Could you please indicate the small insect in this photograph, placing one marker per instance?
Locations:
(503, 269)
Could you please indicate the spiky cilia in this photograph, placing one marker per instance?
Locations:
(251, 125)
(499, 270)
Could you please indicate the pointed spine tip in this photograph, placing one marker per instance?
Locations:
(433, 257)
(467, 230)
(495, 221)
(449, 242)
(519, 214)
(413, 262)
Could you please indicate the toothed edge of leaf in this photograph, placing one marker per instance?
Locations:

...

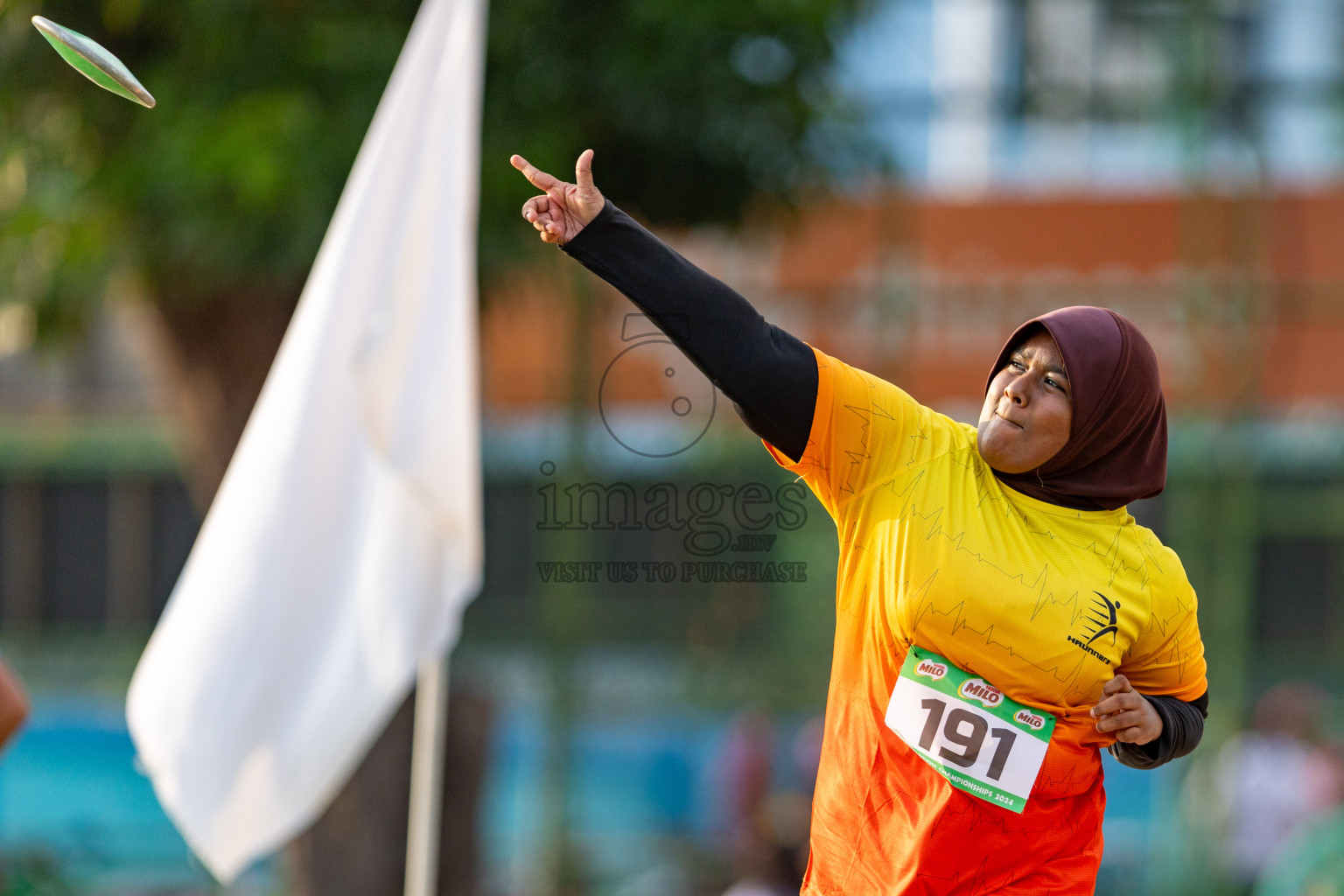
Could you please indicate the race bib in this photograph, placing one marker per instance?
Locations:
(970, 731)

PROMPT: Pull out every line of the entries above that contains the word "marker", copying each line in full; case counts.

ANSWER BELOW:
Could you please indicate the small insect in this photograph, placing one marker per instance?
Could you please indicate the spiky cilia in this photograph, placing one marker per instance?
Could you please indicate the pointed spine tip in this photograph, placing one marker per instance?
Could you please indicate the toothed edge of leaf in this photograph, placing one marker per instance?
Could you please indicate the race bib in this photograph, placing one marker per instance?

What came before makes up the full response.